[Lines of data]

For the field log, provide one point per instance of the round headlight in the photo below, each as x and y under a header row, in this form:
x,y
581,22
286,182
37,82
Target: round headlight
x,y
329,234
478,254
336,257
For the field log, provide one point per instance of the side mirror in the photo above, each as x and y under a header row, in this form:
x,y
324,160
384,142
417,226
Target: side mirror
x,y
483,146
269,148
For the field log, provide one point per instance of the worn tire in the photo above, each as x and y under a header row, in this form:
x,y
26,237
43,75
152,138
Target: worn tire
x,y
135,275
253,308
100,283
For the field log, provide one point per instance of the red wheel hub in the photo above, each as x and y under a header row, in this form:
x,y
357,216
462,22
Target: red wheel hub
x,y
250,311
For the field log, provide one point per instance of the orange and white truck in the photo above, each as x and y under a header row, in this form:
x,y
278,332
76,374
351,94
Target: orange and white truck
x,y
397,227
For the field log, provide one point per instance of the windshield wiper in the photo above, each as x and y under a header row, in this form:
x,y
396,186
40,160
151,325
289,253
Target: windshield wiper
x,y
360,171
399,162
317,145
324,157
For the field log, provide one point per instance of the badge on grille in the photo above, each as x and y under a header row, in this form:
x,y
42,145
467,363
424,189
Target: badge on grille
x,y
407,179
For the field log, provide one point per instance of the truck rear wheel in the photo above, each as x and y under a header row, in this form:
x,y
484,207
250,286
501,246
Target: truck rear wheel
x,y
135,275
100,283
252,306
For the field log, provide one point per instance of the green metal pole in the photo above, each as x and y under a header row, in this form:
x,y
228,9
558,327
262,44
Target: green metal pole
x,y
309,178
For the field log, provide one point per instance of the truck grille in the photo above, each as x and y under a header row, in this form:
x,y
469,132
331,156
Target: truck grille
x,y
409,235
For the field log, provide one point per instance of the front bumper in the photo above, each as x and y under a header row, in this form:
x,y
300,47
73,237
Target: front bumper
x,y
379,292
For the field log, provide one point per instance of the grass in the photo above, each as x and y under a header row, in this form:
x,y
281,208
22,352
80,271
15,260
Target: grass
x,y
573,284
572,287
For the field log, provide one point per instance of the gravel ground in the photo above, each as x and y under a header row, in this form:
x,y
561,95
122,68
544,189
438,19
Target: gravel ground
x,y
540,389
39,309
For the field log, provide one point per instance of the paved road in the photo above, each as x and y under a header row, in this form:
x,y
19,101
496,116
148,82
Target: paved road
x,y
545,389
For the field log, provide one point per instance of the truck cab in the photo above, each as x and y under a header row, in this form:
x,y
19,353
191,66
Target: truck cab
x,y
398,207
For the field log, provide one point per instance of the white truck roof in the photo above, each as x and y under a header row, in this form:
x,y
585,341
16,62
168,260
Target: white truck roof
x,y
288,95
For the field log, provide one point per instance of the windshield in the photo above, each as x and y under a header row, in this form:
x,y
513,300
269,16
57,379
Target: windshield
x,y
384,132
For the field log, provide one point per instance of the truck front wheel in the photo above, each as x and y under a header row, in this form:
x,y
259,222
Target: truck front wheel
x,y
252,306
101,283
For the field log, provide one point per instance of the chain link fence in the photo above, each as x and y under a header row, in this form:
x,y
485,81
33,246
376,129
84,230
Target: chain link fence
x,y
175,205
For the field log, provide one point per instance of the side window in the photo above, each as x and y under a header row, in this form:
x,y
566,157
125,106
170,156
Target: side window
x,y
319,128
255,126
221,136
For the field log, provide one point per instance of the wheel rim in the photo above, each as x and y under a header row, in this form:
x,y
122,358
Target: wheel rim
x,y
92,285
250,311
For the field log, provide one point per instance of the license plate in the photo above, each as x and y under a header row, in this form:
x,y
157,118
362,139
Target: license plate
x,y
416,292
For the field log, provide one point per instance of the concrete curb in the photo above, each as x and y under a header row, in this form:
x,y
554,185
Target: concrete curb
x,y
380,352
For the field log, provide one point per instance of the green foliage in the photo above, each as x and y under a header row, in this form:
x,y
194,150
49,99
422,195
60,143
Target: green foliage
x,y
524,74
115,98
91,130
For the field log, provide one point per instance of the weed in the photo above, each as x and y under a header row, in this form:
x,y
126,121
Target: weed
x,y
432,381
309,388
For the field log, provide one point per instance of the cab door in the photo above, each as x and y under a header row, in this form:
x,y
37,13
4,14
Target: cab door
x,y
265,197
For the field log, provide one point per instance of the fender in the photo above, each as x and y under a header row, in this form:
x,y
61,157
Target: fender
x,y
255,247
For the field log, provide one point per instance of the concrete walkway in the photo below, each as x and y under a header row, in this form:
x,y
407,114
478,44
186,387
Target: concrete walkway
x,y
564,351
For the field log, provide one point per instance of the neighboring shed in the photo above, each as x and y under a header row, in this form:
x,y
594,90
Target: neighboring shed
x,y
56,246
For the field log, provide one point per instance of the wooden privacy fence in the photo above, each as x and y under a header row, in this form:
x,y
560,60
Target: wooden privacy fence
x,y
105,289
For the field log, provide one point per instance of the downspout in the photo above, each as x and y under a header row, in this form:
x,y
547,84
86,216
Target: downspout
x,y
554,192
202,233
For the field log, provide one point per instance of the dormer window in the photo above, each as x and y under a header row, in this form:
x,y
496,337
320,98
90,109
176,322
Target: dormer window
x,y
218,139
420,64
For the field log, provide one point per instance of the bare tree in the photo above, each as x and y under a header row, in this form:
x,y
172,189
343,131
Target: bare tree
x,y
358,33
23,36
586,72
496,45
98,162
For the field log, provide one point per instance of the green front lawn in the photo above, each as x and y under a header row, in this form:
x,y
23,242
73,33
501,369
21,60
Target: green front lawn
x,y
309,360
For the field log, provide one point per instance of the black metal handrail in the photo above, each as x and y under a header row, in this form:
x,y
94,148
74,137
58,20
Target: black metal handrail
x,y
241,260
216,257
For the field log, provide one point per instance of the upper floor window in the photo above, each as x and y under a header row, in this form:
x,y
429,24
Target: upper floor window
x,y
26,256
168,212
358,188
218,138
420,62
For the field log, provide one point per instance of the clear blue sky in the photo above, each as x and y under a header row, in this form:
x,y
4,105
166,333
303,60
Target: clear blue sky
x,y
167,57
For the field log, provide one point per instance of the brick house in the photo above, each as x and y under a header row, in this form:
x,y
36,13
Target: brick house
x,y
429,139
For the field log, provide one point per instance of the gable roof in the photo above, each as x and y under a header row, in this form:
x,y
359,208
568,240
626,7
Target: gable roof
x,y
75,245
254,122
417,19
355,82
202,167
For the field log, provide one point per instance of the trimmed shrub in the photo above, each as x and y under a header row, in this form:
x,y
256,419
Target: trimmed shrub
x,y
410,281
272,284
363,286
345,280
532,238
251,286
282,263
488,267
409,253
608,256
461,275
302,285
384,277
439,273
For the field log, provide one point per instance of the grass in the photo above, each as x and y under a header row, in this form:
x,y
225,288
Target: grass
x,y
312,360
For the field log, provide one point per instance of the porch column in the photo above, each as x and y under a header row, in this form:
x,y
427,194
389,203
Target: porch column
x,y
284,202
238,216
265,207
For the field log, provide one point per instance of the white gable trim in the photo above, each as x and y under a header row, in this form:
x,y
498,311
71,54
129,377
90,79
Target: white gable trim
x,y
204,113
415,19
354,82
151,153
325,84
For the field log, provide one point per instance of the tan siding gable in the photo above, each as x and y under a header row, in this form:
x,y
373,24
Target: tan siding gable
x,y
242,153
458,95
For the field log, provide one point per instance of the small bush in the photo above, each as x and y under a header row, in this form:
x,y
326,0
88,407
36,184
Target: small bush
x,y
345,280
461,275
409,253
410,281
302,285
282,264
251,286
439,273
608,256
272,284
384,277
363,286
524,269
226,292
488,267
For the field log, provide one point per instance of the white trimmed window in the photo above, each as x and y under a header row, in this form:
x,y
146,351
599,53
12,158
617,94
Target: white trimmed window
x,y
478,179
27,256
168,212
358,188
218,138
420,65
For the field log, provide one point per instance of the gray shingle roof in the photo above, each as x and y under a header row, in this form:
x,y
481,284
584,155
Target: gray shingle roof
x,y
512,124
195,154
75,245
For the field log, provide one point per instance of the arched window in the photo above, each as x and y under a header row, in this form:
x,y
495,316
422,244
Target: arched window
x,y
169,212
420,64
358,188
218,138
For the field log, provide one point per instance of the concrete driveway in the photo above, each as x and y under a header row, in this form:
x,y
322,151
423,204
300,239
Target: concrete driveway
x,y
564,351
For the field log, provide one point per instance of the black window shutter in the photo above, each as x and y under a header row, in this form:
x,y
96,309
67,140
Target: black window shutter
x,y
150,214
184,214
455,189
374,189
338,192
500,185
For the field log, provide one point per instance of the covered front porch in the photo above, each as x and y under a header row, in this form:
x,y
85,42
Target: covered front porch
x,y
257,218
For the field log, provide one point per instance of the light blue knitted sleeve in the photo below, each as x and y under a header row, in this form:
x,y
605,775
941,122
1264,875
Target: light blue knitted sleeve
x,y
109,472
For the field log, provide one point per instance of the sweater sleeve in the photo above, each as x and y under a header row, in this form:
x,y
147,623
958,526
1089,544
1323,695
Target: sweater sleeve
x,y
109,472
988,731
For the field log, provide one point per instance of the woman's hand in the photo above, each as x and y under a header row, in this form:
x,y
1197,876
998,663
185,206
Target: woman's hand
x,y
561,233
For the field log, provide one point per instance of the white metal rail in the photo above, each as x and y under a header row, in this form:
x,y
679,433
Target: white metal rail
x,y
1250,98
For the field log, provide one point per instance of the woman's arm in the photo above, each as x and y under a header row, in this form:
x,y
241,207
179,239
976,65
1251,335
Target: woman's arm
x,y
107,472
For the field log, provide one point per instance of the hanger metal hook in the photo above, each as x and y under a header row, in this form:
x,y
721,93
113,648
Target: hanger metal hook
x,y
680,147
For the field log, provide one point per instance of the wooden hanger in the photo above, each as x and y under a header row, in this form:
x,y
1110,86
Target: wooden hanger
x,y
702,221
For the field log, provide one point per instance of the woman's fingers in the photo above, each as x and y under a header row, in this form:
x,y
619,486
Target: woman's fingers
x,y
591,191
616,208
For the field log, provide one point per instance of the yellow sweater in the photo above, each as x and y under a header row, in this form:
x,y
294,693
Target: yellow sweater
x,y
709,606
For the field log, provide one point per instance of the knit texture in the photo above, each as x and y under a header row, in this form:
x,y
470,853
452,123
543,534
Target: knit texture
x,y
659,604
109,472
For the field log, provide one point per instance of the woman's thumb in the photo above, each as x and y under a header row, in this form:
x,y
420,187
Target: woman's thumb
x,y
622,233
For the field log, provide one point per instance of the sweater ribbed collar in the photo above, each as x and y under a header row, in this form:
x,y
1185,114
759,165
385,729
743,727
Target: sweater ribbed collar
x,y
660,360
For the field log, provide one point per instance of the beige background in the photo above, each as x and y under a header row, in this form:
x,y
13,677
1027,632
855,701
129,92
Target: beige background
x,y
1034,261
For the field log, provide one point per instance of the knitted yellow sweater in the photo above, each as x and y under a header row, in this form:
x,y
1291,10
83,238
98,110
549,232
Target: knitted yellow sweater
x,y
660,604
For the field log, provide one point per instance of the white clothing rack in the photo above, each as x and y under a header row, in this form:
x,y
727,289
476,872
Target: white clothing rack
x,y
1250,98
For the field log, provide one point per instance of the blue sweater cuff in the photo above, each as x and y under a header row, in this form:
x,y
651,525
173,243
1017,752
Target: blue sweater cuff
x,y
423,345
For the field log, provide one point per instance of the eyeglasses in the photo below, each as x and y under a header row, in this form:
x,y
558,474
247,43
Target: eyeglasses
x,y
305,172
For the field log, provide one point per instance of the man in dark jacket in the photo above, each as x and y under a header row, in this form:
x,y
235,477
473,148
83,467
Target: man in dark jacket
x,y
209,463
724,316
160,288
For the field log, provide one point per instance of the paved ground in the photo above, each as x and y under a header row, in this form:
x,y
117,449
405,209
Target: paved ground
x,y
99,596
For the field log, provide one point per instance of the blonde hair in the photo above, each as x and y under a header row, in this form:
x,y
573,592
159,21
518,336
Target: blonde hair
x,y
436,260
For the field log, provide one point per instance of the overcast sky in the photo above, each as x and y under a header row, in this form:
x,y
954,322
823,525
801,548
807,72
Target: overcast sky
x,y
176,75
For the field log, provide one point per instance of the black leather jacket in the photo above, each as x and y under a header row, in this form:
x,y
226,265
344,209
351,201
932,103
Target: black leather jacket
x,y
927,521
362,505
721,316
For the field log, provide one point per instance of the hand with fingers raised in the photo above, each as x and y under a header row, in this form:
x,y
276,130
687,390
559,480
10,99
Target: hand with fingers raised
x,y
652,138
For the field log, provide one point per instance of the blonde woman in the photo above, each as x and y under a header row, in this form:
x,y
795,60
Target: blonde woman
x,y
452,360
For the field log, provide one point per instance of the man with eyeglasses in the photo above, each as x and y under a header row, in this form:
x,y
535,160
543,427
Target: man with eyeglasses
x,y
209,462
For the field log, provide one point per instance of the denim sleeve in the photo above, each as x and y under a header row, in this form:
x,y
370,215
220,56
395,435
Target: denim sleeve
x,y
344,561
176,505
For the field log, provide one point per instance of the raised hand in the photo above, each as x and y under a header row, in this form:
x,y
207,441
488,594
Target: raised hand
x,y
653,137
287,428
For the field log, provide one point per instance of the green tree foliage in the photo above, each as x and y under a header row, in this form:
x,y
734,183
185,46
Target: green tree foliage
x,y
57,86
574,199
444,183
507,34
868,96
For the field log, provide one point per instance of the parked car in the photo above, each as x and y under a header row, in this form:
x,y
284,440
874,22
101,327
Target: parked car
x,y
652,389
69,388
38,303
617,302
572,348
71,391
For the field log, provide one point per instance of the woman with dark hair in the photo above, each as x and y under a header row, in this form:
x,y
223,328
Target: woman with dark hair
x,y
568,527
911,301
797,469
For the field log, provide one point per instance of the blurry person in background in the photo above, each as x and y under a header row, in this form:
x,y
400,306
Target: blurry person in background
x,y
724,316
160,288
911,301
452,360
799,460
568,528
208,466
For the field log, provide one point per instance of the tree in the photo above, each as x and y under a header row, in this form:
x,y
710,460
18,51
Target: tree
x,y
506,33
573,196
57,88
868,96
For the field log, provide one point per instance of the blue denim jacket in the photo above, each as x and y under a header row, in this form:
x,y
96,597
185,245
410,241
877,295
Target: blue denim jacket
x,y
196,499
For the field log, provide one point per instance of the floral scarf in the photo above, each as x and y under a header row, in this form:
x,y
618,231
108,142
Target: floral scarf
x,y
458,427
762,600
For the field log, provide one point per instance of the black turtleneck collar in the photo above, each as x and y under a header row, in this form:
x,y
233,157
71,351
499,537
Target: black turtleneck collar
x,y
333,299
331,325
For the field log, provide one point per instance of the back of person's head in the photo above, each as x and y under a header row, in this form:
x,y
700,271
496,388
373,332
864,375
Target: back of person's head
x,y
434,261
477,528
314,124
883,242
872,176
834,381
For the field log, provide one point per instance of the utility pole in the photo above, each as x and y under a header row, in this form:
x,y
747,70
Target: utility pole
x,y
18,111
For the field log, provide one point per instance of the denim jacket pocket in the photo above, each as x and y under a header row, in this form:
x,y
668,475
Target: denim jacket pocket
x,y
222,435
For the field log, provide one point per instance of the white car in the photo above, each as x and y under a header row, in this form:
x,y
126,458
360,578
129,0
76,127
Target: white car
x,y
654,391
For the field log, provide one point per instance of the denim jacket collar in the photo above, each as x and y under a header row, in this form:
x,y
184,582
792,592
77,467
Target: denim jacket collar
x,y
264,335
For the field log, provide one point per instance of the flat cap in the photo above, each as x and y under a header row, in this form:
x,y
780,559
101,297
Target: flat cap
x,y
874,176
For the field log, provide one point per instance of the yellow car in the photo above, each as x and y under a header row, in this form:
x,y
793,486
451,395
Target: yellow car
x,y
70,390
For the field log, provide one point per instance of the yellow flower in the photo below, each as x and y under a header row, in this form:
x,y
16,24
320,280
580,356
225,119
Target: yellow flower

* _Exercise_
Reproduce only the lines running from the one that contains "jacket pocket in" to the last line of the records.

* _Task result_
For the field log, provide one point per instance of the denim jacket pocket in the photo above, each as x and y under a header row, in this form:
x,y
668,475
Target: denim jacket pocket
x,y
222,435
For the field log, provide one point per instance of the white car in the photo above, each as x and y under a header row, in this form:
x,y
126,458
360,578
129,0
76,127
Target: white car
x,y
654,391
For the field log, provide one point per instance of the denim jacket collar in the photo above, each as x and y under a header row, in this form:
x,y
184,582
792,592
77,467
Target: denim jacket collar
x,y
264,335
For the field log, provide one point per instance of the flat cap in the photo above, each as x and y under a header row, in this form:
x,y
780,559
101,297
Target: flat cap
x,y
874,176
For the field log, provide one point per instance of the yellow car in the photo above, each as x and y under a header row, in this form:
x,y
793,486
451,395
Target: yellow car
x,y
70,390
For the field log, provide one point per instance of the yellow flower in the photo below, each as x and y under a header row, in this form:
x,y
16,24
320,280
580,356
225,119
Target: yellow flower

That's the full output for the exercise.